▶ [SELECTED PASSAGE]
== Segment start ==
Strange Birds and Birds of a Feather
A Guest Blog by Mark Moore
Last week in the journal Science, a team of Spanish and Swiss researchers published the results of a 16-year-long study of two strange birds. The great spotted cuckoo and the crow have long enjoyed an interesting relationship, to say the least. Their relationship goes something like this: the spotted cuckoo sneaks in and lays its eggs in the nest of the crow. The crow then raises and feeds the cuckoo’s young, feeding and caring for it until it leaves the nest. Scientists called this a parasitic relationship, where one benefits greatly and the other sacrifices greatly in the relationship. At best it is a commensal relationship, meaning one benefits and the other is not significantly harmed. At least that was conventional wisdom for the last 50 years or more.
== Segment end ==
▶ [PROVIDED MATERIAL]
== Segment start ==
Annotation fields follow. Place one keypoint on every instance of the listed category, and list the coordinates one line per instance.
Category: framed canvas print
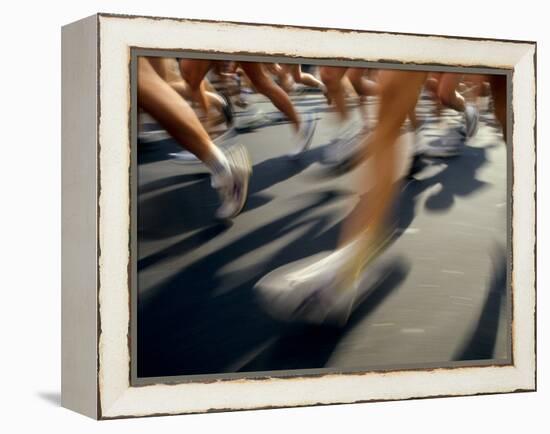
(260, 216)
== Segment end ==
▶ [EXERCISE INSTRUCTIONS]
Set down the text about the cuckoo and the crow above, word for word, between "Strange Birds and" and "years or more.", inclusive.

▶ [WORKED SOLUTION]
Strange Birds and Birds of a Feather
A Guest Blog by Mark Moore
Last week in the journal Science, a team of Spanish and Swiss researchers published the results of a 16-year-long study of two strange birds. The great spotted cuckoo and the crow have long enjoyed an interesting relationship, to say the least. Their relationship goes something like this: the spotted cuckoo sneaks in and lays its eggs in the nest of the crow. The crow then raises and feeds the cuckoo’s young, feeding and caring for it until it leaves the nest. Scientists called this a parasitic relationship, where one benefits greatly and the other sacrifices greatly in the relationship. At best it is a commensal relationship, meaning one benefits and the other is not significantly harmed. At least that was conventional wisdom for the last 50 years or more.